**Directions:** Every record is to be duplicated exactly as it reads, without its images.

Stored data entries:
*** Block opens ***

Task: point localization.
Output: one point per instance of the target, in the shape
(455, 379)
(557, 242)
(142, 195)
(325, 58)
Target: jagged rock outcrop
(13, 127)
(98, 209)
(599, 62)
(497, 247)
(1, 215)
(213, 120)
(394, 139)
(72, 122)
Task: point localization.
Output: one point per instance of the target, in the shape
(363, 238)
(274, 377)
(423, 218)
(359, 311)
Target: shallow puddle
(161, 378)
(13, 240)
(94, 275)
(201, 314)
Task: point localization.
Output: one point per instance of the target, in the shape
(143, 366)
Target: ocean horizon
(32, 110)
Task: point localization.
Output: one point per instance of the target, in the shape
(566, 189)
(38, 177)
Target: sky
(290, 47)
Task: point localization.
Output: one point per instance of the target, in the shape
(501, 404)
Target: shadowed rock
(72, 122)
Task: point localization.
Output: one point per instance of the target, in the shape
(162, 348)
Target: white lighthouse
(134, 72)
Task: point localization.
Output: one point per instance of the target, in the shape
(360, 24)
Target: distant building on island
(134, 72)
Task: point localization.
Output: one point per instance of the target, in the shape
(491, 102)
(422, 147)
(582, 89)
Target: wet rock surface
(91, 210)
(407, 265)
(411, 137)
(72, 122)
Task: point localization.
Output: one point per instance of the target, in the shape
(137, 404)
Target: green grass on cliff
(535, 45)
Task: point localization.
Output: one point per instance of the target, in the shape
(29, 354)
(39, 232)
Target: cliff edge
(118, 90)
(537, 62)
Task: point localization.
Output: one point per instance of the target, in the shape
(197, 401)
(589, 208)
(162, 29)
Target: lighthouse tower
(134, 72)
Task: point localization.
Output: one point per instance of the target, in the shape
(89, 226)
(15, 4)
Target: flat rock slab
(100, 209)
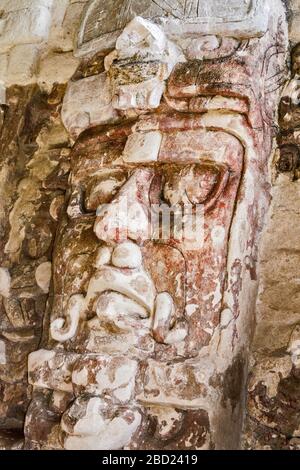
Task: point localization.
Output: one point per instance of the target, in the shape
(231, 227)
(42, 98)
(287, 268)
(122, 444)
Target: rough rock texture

*** Block closes ***

**Result of this task:**
Task: point localization.
Output: one point per instance of the target, in the shape
(455, 379)
(557, 242)
(142, 195)
(325, 58)
Target: jagged rock outcrop
(13, 127)
(98, 209)
(599, 62)
(497, 247)
(1, 215)
(213, 120)
(394, 139)
(72, 122)
Task: point localization.
Output: one point per instance of the target, in the shape
(363, 238)
(274, 377)
(423, 218)
(359, 311)
Target: shallow puddle
(161, 378)
(13, 240)
(94, 275)
(201, 314)
Task: point localization.
Output: one point per instance of the target, in the shape
(143, 366)
Target: ocean horizon
(32, 110)
Task: point localization.
Output: one point per instance of the target, in the shape
(566, 189)
(38, 177)
Target: sky
(290, 47)
Task: point localization.
Output: one point per instance of the target, in the shape
(501, 404)
Target: shadowed rock
(72, 122)
Task: point localization.
Output: one point per instance of the target, in the shape
(162, 348)
Target: white lighthouse
(134, 72)
Task: point localization.
Output: one point per instance of the target, in the shape
(360, 24)
Target: distant building on island
(134, 72)
Task: point localization.
Output: one point per instance of the target, in the shape
(491, 102)
(422, 147)
(582, 89)
Target: wet rock surface
(91, 210)
(407, 265)
(411, 137)
(72, 122)
Task: point localization.
Output: one point per instance of the target, in the shape
(137, 404)
Target: green grass on cliff
(535, 45)
Task: point localization.
Output: one point per instance of the target, in the shape
(29, 354)
(39, 232)
Target: cliff edge
(118, 90)
(537, 62)
Task: point localization.
Output: one point per instance of the target, in the shape
(197, 401)
(589, 208)
(162, 29)
Target: lighthouse tower
(134, 72)
Task: point localization.
Output: one point per instance of the target, in the shape
(89, 226)
(15, 4)
Target: flat rock slab
(100, 209)
Task: point localization.
Output: one point per instance of the target, in the shape
(231, 227)
(42, 98)
(287, 268)
(122, 444)
Target: rough rock texture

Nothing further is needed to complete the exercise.